> **PROBLEM STATEMENT**
Put the data from the line with "For each instance of the dirt" up to and including the line with "For each instance of the rooftop" into a JSON list of strings, one string per line, with blank lines left out.

**** EXERCISE INPUT ****

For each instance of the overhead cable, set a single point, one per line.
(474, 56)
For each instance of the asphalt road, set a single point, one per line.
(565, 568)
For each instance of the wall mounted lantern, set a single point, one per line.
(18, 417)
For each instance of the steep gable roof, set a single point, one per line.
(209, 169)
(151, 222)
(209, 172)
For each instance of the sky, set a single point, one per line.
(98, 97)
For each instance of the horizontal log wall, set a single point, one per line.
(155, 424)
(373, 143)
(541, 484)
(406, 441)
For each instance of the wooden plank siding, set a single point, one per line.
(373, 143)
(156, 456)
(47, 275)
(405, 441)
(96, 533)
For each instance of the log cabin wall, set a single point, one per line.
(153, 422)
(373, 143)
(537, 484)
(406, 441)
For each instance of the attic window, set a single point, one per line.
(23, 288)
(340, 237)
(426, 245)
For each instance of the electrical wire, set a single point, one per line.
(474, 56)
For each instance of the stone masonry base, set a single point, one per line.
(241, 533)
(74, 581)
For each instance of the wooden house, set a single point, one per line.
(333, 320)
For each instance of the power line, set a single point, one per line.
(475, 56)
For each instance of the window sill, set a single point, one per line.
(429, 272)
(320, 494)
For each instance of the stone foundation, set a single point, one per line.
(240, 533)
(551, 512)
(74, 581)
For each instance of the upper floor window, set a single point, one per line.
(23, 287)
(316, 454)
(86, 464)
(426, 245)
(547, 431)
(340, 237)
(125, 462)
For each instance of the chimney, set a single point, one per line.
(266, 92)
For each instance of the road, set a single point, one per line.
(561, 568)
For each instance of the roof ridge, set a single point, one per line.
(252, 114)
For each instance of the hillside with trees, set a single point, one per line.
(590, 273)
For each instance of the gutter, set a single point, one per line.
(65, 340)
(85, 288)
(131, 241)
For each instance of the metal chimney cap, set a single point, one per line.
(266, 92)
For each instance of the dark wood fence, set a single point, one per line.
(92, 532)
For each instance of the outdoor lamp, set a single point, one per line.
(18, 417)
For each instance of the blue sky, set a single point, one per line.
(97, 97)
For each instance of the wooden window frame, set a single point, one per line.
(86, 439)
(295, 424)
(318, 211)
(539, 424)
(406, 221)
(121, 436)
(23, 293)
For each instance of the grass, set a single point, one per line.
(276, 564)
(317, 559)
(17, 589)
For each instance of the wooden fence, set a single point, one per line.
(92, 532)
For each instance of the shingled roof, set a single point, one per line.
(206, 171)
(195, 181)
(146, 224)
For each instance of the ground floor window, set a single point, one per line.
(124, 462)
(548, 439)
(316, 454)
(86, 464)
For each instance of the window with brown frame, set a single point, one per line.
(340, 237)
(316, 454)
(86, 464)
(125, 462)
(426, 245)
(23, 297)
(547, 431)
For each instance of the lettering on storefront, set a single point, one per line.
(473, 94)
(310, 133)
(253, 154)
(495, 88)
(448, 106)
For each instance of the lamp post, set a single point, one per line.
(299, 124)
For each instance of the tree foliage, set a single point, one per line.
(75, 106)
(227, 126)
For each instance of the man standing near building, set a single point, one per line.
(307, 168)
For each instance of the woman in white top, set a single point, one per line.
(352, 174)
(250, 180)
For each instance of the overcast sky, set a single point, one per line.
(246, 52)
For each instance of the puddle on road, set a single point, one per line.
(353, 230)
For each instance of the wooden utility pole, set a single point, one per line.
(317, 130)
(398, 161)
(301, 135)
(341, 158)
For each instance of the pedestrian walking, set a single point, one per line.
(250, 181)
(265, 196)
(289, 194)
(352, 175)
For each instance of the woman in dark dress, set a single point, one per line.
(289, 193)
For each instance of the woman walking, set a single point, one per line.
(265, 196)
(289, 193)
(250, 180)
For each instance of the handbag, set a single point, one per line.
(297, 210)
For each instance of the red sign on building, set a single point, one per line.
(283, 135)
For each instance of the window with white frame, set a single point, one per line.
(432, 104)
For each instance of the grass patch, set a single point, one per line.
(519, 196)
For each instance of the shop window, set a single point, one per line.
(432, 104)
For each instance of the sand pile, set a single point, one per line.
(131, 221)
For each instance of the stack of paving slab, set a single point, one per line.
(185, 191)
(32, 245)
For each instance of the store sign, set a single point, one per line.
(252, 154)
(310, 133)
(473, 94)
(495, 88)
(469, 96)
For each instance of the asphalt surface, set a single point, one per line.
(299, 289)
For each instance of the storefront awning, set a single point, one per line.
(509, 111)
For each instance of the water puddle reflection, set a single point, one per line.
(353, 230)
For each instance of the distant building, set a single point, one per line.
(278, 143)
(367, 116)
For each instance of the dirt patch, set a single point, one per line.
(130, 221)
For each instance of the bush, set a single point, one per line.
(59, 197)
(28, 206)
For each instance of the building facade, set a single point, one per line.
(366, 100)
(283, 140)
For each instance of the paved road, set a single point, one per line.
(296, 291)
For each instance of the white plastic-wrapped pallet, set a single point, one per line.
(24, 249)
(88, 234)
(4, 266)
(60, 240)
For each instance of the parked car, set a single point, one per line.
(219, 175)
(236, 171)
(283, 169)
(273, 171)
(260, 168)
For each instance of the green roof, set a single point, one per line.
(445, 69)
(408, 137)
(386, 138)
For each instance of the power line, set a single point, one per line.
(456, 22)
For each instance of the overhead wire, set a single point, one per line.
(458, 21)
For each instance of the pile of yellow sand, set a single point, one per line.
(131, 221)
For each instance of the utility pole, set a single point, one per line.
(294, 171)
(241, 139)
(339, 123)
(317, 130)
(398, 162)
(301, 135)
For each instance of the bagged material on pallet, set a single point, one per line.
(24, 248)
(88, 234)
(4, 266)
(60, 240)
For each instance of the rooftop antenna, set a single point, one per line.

****
**** EXERCISE INPUT ****

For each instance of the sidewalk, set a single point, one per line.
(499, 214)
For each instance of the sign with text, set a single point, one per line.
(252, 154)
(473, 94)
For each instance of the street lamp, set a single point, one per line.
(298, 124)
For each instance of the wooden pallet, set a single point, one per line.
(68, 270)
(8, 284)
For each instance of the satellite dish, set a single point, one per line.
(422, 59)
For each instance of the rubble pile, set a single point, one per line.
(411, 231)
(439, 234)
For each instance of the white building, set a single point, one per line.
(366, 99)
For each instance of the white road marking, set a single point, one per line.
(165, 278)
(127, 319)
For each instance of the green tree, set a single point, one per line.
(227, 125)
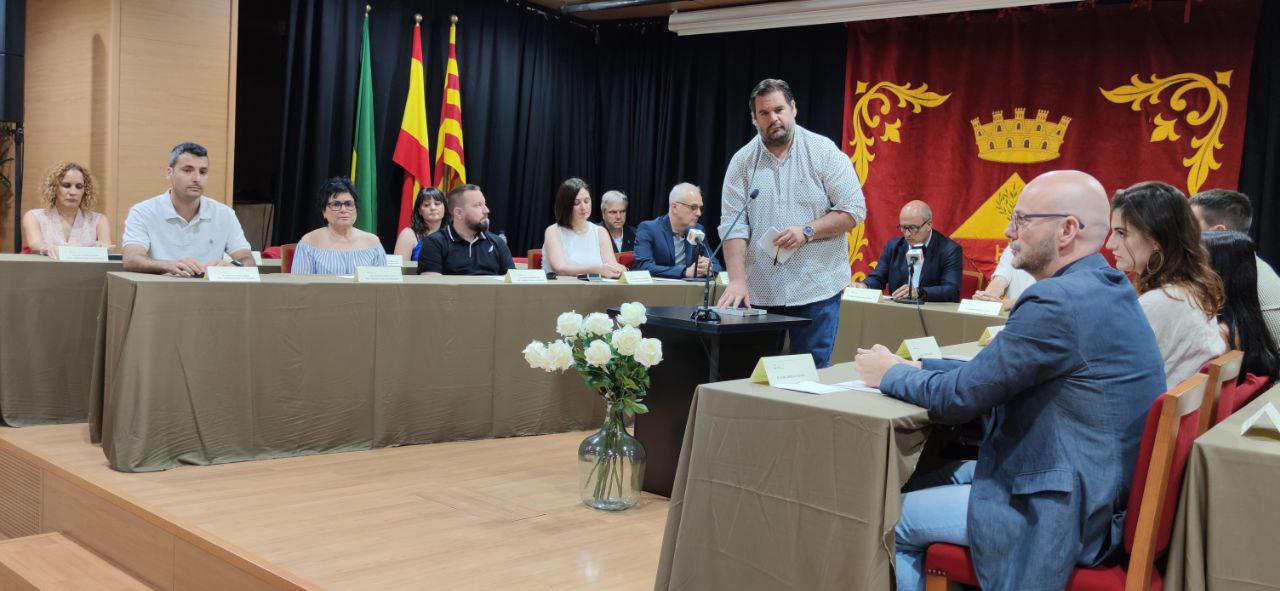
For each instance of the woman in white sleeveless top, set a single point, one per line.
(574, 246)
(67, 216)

****

> **THE RESPONSE**
[
  "For each instance of the dirt patch, set a single point, one per line.",
  "(130, 221)",
  "For each instance of the bush, set a single point, one per line.",
  "(59, 197)",
  "(28, 206)",
  "For each instance of the building facade, set a single point, one per line.",
  "(366, 100)",
  "(283, 140)",
  "For each instance of the paved road, set a single point, one per line.",
  "(296, 291)",
  "For each instance of the white plastic-wrapped pallet, set a single point, one per line.",
  "(24, 249)",
  "(88, 234)",
  "(4, 266)",
  "(60, 240)",
  "For each instance of the parked car, set a single point, one per line.",
  "(219, 175)",
  "(236, 171)",
  "(283, 169)",
  "(273, 171)",
  "(260, 168)",
  "For each instance of the green roof, set a single point, one per line.",
  "(445, 69)",
  "(408, 137)",
  "(386, 138)",
  "For each instance of the power line, set a single point, one per line.",
  "(456, 22)",
  "For each instance of the overhead wire, set a single point, one per line.",
  "(458, 21)",
  "For each instance of the pile of yellow sand, set a single point, one per line.",
  "(131, 221)",
  "For each instance of the utility pole, set a single point, one per line.",
  "(294, 171)",
  "(241, 139)",
  "(339, 123)",
  "(317, 130)",
  "(398, 162)",
  "(301, 135)",
  "For each instance of the bagged material on pallet, set a single point, one per line.",
  "(24, 248)",
  "(88, 234)",
  "(4, 266)",
  "(60, 240)",
  "For each instance of the rooftop antenna, set a single point, one per line."
]